- **To do**: Locate every line below that contains the word "grass", and copy each of those lines.

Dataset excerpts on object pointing
╭──

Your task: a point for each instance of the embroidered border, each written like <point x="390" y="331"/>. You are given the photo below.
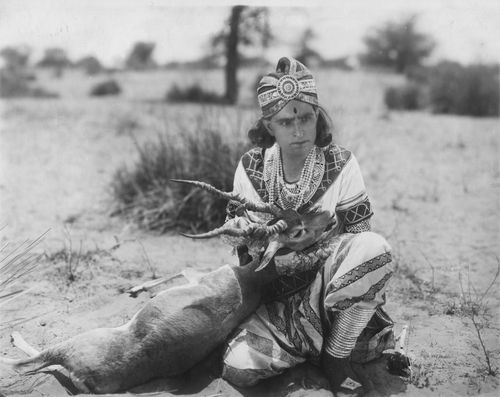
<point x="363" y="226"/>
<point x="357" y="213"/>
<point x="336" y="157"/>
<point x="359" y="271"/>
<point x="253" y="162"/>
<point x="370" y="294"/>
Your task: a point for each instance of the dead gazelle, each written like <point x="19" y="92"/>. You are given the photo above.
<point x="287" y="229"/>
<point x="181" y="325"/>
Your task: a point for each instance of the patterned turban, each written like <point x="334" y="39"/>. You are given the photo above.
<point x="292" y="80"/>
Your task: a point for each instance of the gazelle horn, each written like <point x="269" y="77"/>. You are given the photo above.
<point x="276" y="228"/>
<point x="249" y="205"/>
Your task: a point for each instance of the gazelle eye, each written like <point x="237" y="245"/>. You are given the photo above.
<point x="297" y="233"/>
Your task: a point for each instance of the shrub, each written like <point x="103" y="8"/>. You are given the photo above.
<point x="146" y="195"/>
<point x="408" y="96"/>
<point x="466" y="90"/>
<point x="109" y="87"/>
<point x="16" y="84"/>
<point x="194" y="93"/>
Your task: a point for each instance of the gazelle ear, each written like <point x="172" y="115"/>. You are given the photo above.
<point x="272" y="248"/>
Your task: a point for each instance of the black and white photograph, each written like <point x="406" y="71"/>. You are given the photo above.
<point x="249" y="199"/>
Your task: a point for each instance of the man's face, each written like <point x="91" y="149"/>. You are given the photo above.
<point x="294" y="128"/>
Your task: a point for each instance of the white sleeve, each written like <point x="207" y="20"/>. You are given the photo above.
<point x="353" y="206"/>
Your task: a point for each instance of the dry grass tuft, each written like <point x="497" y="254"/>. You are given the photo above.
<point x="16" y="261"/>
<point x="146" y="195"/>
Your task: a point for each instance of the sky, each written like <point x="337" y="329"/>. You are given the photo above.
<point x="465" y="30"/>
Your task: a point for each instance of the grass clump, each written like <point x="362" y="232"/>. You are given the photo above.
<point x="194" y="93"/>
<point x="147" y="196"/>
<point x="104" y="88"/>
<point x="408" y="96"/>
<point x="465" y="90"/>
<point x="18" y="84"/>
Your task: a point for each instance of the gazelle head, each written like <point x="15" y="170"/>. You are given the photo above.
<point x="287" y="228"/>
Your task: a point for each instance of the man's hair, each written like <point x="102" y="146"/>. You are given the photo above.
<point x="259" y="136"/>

╰──
╭──

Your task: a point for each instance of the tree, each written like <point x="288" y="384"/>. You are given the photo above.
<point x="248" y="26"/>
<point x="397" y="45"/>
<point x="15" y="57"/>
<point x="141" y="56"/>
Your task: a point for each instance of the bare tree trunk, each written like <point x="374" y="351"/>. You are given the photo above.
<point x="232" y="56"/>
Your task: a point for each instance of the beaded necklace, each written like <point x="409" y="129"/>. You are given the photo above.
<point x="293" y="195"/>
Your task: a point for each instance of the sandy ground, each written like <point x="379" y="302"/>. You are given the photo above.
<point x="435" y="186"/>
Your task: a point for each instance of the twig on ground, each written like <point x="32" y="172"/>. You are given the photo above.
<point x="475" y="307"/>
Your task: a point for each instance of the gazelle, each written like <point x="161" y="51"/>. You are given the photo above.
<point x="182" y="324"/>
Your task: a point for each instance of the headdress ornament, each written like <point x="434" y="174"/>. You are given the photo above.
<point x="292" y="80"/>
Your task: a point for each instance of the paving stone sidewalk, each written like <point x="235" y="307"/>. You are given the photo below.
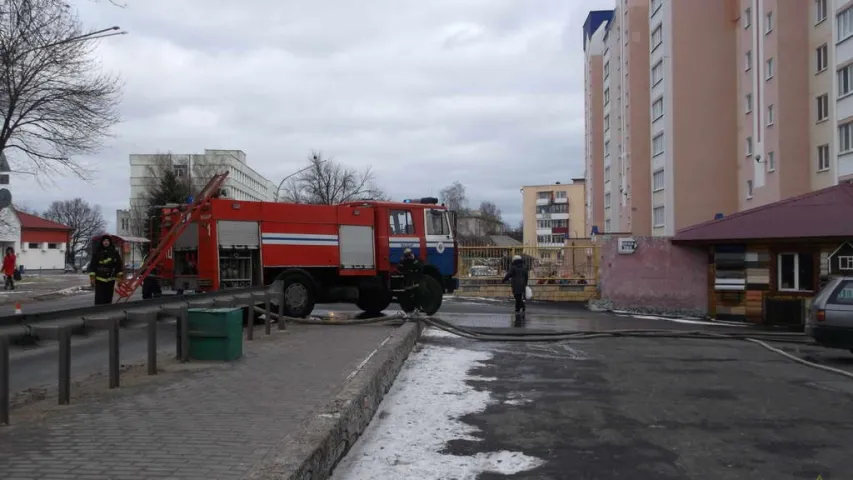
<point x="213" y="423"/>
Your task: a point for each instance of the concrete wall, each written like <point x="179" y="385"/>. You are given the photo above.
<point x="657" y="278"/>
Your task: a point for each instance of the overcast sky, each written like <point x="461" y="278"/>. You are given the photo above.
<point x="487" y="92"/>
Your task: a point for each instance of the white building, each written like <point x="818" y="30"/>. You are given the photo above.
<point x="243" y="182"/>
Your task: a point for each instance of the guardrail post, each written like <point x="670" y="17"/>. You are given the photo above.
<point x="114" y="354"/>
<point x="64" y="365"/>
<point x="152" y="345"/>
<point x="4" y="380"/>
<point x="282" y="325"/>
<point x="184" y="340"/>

╰──
╭──

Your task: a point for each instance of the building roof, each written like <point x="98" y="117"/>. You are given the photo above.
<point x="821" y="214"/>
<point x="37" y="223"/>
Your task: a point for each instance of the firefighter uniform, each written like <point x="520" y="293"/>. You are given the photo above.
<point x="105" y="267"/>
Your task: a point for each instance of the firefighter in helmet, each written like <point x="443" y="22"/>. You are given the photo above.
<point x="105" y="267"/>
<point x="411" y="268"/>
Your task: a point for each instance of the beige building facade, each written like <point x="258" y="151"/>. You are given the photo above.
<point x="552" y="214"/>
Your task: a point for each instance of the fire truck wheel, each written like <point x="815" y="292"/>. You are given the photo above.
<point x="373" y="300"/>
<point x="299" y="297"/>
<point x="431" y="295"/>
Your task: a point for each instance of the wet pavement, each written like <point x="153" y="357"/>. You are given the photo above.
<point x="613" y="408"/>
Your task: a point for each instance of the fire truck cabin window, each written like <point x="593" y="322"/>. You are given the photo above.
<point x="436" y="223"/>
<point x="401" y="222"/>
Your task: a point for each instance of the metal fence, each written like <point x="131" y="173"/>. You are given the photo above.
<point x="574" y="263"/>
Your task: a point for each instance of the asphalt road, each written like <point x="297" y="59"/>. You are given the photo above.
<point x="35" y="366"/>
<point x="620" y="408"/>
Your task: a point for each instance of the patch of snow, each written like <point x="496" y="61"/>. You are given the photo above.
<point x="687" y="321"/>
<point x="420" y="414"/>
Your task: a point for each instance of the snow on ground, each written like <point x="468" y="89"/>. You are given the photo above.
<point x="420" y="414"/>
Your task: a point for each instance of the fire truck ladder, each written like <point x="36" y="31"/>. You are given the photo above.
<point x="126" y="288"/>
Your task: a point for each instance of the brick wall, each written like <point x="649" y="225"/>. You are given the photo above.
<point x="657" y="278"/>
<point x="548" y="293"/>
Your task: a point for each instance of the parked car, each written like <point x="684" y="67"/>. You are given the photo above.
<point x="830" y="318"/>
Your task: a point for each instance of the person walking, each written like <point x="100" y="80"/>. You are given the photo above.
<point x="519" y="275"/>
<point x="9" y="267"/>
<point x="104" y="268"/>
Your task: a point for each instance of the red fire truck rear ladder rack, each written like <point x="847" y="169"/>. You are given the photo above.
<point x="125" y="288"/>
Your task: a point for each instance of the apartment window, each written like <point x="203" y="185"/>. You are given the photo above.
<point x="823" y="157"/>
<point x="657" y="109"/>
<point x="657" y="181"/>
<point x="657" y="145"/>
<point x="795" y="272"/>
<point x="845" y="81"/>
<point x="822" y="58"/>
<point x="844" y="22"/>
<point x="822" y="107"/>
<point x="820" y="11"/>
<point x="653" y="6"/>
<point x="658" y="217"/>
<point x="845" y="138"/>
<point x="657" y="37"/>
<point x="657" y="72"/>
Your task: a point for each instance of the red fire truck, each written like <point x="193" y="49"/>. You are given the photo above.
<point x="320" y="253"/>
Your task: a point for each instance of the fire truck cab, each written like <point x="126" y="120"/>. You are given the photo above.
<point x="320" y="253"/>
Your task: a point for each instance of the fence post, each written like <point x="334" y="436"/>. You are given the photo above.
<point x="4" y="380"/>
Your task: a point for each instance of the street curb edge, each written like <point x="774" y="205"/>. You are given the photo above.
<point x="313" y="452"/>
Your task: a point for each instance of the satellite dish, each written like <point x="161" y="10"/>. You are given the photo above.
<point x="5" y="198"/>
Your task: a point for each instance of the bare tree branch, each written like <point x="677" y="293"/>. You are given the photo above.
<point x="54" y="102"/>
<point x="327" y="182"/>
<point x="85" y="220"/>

╰──

- **Response to this exercise**:
Your task: a point for each instance of the dry grass tuft, each written like <point x="497" y="254"/>. You are given the photo above.
Your task: a point for each instance of the grass clump, each written like <point x="362" y="232"/>. You are given the photo above.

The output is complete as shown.